* To-do list:
a. For the passage on Abraham, Isaac and Bart Ehrman, state whether each statement agrees with it, giving yes or no and the deciding words quoted from the passage: (i) Abraham tells Isaac that God himself will provide the sheep for the burnt offering; (ii) Abraham offers the ram as a burnt offering in place of his son; (iii) the writer claims Bart Ehrman gets every part wrong.
b. Write the next part of the passage on Abraham, Isaac and Bart Ehrman, picking up after its final sentence.

* Supplied passage:
========================
Then Isaac said to his father Abraham: “My father!” He replied: “Yes, my son!” So he continued: “Here are the fire and the wood, but where is the sheep for the burnt offering?” To this Abraham said: “God himself will provide the sheep for the burnt offering, my son.” (vs 7-8)

But Jehovah’s angel called to him from the heavens and said: “Abraham, Abraham!” to which he answered: “Here I am!” Then he said: “Do not harm the boy, and do not do anything at all to him, for now I do know that you are God-fearing because you have not withheld your son, your only one, from me.” At that Abraham looked up, and there just beyond him was a ram caught by its horns in a thicket. So Abraham went and took the ram and offered it up as a burnt offering in place of his son.  (vs 11-13)

Bart Ehrman (my new villain) is doing his best to aggravate me, with some success. He says that after Jesus’ death, his disciples (and the more learned others, as though the original were dummies—“peasants” he calls them, with the implicit understanding that peasants are too stupid to derive “theology”) who had not a clue that Jesus would be put to death, tried to afterward rework it into a “victory” by “reinterpreting” passages of Hebrew scripture written for who knows what reason and applying them to Jesus. Doubtless, this passage is an example of that.

In fact, that is pretty much what happened. Bart gets this part right, but it is the air he emits of them pulling the scam of the ages that rankles. It is the air of examining intently all the pieces but never thinking to put them together, and being thoroughly obtuse when someone else does—of being unimpressed, possibly because of not wanting them to come together that way—and so it all goes over his head as he obsesses with the individual pieces.
========================
* Information shown:
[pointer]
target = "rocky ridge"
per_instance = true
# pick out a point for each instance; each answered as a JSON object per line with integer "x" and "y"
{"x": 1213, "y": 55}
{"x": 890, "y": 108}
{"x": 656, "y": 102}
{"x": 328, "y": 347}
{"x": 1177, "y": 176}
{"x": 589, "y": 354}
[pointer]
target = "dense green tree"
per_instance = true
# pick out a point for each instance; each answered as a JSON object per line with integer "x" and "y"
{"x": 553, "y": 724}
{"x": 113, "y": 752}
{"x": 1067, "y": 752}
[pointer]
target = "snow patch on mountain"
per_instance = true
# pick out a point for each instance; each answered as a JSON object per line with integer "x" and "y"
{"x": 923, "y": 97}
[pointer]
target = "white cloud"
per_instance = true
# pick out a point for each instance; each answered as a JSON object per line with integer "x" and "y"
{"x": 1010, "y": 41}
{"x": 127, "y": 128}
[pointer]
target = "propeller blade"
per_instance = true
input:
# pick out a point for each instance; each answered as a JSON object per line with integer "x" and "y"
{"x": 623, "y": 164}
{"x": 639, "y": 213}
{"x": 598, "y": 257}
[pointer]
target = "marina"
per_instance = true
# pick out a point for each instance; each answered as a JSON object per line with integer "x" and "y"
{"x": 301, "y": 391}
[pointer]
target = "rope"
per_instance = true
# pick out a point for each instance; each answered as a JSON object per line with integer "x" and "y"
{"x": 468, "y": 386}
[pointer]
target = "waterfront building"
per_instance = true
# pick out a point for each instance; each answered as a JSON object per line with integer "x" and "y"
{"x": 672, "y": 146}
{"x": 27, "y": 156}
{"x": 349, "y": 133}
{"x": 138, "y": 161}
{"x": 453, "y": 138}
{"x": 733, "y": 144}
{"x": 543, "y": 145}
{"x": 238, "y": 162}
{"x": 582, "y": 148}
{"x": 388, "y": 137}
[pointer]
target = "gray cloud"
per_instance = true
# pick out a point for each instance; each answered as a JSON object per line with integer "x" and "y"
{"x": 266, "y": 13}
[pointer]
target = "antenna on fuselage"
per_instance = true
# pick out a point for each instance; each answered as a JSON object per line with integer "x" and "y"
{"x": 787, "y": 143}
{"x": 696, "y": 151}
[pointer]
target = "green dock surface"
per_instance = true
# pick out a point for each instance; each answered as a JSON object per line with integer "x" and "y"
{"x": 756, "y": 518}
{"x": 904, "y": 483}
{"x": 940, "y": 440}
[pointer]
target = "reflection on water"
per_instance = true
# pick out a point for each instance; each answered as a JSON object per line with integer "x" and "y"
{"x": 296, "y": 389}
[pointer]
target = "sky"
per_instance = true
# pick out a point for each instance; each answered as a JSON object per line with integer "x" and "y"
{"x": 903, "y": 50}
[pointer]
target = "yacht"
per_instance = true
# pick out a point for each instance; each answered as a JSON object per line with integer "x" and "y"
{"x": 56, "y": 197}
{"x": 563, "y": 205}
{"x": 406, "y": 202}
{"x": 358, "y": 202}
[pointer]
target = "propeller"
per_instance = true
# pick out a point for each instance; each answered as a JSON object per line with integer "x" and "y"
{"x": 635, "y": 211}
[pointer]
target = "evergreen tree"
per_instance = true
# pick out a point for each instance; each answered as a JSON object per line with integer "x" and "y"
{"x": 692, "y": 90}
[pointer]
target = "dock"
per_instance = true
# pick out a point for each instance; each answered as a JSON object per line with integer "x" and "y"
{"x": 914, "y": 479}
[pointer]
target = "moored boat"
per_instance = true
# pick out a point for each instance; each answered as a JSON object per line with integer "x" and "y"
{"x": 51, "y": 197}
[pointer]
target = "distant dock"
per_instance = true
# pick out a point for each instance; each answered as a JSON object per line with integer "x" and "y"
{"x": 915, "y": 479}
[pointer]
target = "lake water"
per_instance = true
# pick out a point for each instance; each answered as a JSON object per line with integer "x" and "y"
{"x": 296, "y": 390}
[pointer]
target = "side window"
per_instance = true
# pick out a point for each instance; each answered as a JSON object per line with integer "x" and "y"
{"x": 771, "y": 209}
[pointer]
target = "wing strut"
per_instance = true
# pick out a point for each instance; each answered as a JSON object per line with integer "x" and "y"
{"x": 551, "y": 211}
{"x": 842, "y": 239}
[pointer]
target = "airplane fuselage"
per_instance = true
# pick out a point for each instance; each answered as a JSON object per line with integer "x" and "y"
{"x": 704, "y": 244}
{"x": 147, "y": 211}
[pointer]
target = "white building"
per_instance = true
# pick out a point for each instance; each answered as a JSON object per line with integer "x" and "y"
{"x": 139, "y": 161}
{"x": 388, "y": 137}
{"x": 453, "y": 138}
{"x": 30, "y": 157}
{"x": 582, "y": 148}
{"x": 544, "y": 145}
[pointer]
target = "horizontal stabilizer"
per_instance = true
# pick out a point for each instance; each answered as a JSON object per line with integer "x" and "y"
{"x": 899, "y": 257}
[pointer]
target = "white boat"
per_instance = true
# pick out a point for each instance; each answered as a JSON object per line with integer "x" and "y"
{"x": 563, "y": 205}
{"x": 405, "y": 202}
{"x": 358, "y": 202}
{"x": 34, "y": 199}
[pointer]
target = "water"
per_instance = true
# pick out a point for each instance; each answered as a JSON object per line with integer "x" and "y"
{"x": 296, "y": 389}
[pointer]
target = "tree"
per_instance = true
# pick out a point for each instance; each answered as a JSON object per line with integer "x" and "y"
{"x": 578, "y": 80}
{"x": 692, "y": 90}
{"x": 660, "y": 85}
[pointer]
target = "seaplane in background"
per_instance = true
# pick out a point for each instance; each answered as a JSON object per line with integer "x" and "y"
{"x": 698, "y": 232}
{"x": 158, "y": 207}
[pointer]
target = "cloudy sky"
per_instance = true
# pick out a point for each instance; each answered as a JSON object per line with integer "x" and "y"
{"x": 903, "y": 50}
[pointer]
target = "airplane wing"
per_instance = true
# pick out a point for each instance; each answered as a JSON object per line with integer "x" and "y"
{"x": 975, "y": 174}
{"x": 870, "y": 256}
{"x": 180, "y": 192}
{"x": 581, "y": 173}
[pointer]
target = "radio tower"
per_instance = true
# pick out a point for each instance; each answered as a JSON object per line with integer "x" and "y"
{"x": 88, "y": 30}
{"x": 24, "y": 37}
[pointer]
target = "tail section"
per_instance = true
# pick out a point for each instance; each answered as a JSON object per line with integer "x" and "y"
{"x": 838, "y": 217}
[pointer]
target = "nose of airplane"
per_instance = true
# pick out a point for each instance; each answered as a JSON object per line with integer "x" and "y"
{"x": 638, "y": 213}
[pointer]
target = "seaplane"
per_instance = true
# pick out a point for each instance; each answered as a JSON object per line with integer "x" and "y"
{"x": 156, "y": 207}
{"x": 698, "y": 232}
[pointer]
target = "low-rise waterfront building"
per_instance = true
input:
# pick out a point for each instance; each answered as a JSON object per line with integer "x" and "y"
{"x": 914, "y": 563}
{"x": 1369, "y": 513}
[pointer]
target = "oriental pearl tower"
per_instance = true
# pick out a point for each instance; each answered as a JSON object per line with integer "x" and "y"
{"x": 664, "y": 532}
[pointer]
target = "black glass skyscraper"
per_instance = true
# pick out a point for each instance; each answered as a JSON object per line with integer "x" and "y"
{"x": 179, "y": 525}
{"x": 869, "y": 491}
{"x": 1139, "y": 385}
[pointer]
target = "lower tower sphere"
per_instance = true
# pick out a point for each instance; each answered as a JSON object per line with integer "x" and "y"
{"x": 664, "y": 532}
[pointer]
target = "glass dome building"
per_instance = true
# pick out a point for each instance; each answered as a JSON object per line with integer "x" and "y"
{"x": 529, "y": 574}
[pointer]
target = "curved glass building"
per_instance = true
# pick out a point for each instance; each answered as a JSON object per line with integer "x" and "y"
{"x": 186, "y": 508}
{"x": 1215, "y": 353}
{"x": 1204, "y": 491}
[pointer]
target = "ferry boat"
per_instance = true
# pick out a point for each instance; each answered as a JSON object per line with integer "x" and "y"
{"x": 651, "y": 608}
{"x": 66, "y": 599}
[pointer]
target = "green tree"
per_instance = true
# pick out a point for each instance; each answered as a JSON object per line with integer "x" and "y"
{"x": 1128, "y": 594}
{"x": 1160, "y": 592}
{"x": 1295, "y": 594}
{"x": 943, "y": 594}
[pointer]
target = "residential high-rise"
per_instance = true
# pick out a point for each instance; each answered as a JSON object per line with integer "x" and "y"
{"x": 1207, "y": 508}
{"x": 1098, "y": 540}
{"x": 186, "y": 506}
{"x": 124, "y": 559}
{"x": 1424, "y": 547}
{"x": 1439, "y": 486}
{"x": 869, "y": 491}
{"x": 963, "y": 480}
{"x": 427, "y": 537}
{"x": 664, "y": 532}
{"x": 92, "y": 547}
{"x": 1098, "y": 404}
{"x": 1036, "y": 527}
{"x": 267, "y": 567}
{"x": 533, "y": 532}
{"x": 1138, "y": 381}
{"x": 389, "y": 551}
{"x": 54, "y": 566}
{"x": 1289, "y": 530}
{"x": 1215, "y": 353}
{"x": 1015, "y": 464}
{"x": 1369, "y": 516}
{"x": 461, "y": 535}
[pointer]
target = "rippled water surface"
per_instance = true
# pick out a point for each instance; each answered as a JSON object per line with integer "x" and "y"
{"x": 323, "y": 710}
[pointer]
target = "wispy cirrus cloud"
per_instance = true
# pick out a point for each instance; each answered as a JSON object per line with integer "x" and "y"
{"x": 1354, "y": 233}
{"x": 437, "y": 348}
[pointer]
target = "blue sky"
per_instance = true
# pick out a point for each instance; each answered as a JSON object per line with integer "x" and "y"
========================
* Answers per task:
a.
(i) Yes: "God himself will provide the sheep for the burnt offering, my son."
(ii) Yes: "offered it up as a burnt offering in place of his son."
(iii) No: "Bart gets this part right"

b.
Going through this fellow’s Great Courses lectures, the feeling grows on me that, having ascended to the ranks of “scholar” himself, he is kind to scholars everywhere—both now and of those in early Christian times. When he gushes on about how some scholars think this, but other scholars think that, I am reminded exactly of why the lowly people were astounded at Jesus means of teaching—he didn’t teach as the scribes, constantly quoting each other, but taught as though one with authority. 

When Jesus finished these sayings, the effect was that the crowds were astounded at his way of teaching, for he was teaching them as a person having authority, and not as their scribes. (Matthew 7:28-29)

He oohs and ahhh over “scholars” of the first century, too, and the feeling grows with me that it accounts for his treating Pharisees and Saducees with such respect. He doesn’t at all share Jesus’ ‘narrowmindedness’ in being so hard on them. Saducess are ‘the ruling class,’ so you know that is going to impress Bart, who now “rules” himself at the university, being deferred to. And the Pharisees? Just a religiously devout group of Jews who were serious about keeping the Law—what in the world is wrong with that? Why criticize people for their “theology?” he appears to believe.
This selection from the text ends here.